# PROVIDED DATA:
★ ★ ★ ★ ★

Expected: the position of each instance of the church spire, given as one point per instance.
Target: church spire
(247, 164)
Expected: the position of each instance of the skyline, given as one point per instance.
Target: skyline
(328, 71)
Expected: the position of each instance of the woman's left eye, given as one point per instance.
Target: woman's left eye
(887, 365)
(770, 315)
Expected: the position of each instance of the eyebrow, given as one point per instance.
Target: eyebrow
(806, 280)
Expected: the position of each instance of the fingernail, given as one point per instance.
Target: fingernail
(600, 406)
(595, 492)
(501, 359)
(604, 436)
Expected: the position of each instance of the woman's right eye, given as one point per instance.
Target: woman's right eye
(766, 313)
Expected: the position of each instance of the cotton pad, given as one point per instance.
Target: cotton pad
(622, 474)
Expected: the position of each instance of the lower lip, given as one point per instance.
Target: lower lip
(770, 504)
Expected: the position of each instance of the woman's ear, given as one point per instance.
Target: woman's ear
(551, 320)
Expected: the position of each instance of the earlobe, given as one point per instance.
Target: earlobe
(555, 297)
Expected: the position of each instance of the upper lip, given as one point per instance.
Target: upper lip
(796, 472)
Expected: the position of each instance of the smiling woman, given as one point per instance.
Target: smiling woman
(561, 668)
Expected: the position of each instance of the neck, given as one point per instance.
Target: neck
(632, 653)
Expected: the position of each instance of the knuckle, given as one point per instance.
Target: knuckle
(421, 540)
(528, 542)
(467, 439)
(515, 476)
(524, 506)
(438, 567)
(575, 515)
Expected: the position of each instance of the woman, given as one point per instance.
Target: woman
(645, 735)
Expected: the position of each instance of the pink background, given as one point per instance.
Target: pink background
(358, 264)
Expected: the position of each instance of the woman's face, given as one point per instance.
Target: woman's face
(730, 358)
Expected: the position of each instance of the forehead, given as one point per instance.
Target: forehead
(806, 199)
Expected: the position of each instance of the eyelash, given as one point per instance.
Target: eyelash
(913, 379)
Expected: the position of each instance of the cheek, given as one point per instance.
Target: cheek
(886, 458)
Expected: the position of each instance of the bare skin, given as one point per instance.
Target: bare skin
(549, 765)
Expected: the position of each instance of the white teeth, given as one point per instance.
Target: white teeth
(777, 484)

★ ★ ★ ★ ★

# EXERCISE DESCRIPTION:
Could you give every line of the listing above as a numbered list, leaving out any blank lines?

# SOLUTION TO THIS EXERCISE:
1. Expected: the position of each instance of the church spire, given as one point per instance.
2. Target: church spire
3. (247, 164)
4. Expected: the position of each instance of the skyline, given as one point per instance.
5. Target: skyline
6. (328, 71)
7. Expected: the position of each instance of the woman's left eye, given as one point per instance.
8. Target: woman's left eye
9. (887, 365)
10. (770, 315)
11. Expected: the position of each instance of the eyebrow, given as one point per instance.
12. Target: eyebrow
13. (806, 280)
14. Expected: the position of each instance of the fingernail, given as one point per instance.
15. Target: fingernail
16. (600, 406)
17. (595, 492)
18. (501, 359)
19. (604, 436)
20. Expected: the position of each instance of the woman's right eye, given as one point per instance.
21. Target: woman's right eye
22. (766, 313)
23. Expected: the position of each instance of the cotton pad, given as one point per instance.
24. Target: cotton pad
25. (622, 474)
26. Expected: the position of each instance of the lower lip, given as one point per instance.
27. Target: lower lip
28. (770, 504)
29. Expected: the position of each instance of the woman's ear, given as one point per instance.
30. Target: woman's ear
31. (551, 320)
32. Expected: the position of each instance of the earlobe, given as one point per instance.
33. Target: earlobe
34. (555, 297)
35. Expected: the position of each instance of the upper lip, given as one point per instance.
36. Target: upper lip
37. (796, 472)
38. Expected: the position of each instance of the smiling woman, given as one point per instance.
39. Target: smiling woman
40. (561, 668)
41. Expected: the position of each instance of the neck, given as one point per instance.
42. Target: neck
43. (632, 653)
44. Expected: the position of each instance of the knuckle, given as one point per instance.
45. Target: knuckle
46. (421, 540)
47. (528, 542)
48. (467, 439)
49. (515, 476)
50. (524, 506)
51. (438, 567)
52. (575, 515)
53. Expected: the position of each instance of the woman, given as one point per instance.
54. Target: woman
55. (645, 735)
56. Expected: the position of each instance of the pink background, given as one point per instance.
57. Target: pink background
58. (358, 264)
59. Expected: the position of each instance of the woman's face, given as one point per instance.
60. Target: woman's face
61. (730, 358)
62. Expected: the position of each instance of the forehead, given as one point per instance.
63. Target: forehead
64. (806, 199)
65. Expected: the position of each instance of the eyelash, given as one point per instance.
66. Target: eyelash
67. (913, 379)
68. Expected: the position of each instance of the cheek, given as one point per instance.
69. Target: cheek
70. (886, 458)
71. Expected: the position of each instance of the bare skin, given as one point per instance.
72. Target: bare skin
73. (549, 765)
74. Expected: the position of each instance of the white teeth, given as one point per instance.
75. Target: white teeth
76. (777, 484)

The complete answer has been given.